____ TEXT PROVIDED

If you like using the cursor you can switch between Dictation, Command, Spelling and Numbers mode using the main floating window.

There’s a transcription mode which allows you to turn audio files into text. It’s a lot more hit and miss than the normal dictation software. It manages to cope with a few minutes of audio where there is only one speaker, but chokes if you attempt to transcribe, say, an interview with two people talking.

A personal productivity note

While the technology in Dragon’s latest voice recognition software is impressive, it’s not for me. After forty years of touch typing, I write with my fingertips. Any attempt to compose faultless prose using my voice ends in an embarrassing mess.

That’s not to say I don’t make typing errors. Anyone who has read my tweets can see that. Yet the flow of my writing is so much better when I hit keys than when I speak. No doubt that would change if I spent thousands of hours improving my technique. Simple economics says I’m better off sticking with what I know.

Take this blog post as Illustrating how this works. I started out trying to use the Dragon Professional software to write the post.

It was a disaster. Although professional scribes are taught to ‘write like you talk’, that advice is not meant to be taken literally. When I gave up on voice recognition, I hit the ground running and finished the post in minutes.

________

* [WHAT THE TASK REQUIRES] According to the Dragon blog post, how many years of touch typing does the writer have? The entries that come next are separate material, unrelated to the Dragon blog post.

____ GIVEN RECORDS

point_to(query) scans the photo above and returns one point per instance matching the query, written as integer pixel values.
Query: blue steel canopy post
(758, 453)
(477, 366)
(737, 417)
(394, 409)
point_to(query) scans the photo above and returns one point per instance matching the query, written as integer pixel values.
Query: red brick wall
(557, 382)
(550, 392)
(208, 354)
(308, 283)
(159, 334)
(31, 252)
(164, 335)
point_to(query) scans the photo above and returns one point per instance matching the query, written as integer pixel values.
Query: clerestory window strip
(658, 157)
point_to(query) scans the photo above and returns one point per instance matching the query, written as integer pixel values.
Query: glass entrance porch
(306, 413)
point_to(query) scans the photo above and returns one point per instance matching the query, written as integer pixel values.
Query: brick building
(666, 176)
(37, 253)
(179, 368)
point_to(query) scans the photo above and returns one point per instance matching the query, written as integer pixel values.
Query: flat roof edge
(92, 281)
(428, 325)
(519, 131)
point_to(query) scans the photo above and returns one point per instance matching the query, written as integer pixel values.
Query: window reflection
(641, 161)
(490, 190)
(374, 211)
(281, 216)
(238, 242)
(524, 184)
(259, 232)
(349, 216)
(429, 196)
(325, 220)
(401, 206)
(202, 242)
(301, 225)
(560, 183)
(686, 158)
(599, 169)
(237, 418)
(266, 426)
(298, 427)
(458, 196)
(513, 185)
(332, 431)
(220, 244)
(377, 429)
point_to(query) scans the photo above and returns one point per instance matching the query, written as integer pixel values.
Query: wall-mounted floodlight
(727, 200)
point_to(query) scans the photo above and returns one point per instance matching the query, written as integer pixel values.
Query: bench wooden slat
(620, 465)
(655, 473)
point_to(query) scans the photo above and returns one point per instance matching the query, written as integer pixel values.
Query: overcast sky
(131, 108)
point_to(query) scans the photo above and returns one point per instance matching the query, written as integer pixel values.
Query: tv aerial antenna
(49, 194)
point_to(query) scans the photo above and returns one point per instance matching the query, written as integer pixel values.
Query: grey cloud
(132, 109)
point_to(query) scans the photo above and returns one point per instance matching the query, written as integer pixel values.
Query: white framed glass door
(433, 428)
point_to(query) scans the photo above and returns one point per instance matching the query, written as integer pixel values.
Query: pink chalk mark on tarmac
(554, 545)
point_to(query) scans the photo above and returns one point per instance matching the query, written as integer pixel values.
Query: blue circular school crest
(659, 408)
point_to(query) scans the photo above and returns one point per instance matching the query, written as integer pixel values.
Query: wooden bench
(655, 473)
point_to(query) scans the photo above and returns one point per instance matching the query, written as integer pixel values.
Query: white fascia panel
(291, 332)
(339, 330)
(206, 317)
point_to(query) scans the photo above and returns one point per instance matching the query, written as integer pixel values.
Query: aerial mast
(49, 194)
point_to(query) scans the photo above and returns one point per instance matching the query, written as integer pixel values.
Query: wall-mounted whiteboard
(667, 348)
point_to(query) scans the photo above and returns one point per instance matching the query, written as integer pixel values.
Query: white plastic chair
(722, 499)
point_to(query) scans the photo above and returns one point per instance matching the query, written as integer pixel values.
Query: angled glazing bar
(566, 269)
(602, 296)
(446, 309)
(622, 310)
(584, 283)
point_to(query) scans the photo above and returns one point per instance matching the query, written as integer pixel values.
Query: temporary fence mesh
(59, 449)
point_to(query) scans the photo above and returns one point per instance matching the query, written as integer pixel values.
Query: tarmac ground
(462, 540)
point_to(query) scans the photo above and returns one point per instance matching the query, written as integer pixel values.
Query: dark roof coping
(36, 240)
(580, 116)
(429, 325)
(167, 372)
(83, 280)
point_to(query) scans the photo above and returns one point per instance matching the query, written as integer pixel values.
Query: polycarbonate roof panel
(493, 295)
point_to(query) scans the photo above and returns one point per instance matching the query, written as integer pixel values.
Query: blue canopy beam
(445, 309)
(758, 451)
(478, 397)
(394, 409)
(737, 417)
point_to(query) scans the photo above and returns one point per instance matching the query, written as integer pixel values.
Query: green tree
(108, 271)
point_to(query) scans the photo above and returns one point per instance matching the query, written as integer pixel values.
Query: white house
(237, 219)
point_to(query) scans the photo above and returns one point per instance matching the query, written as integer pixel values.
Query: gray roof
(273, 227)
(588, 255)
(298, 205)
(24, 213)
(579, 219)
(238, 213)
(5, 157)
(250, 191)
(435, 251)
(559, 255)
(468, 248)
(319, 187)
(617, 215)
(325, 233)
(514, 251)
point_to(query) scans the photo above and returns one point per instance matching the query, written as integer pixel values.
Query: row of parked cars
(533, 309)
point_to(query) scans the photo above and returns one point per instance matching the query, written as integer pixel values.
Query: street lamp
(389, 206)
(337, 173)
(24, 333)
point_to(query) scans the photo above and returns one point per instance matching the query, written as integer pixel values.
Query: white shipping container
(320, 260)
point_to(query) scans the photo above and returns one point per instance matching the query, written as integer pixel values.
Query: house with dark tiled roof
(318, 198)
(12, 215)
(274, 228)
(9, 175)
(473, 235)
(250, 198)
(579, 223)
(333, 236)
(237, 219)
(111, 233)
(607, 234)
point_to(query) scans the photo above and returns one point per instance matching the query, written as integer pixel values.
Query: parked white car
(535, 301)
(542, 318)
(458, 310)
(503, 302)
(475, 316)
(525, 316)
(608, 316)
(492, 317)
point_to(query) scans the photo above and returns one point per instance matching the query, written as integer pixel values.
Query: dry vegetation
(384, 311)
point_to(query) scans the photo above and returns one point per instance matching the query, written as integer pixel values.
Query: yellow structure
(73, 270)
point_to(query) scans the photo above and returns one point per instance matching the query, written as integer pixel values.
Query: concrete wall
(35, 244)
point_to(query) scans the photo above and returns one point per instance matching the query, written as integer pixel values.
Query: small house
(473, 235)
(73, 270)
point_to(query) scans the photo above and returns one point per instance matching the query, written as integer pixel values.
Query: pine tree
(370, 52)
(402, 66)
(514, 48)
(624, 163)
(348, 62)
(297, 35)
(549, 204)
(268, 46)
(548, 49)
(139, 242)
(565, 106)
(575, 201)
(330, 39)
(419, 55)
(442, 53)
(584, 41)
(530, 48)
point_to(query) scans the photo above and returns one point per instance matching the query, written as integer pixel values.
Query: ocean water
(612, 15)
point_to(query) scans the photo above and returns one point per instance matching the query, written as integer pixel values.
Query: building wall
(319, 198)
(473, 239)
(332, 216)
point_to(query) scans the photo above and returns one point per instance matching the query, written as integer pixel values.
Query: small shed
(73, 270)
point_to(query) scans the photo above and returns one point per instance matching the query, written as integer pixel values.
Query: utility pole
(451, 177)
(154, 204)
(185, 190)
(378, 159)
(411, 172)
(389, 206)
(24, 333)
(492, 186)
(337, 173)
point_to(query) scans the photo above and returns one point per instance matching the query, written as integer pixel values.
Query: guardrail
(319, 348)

________

* [THE COMPLETED TASK] Forty years.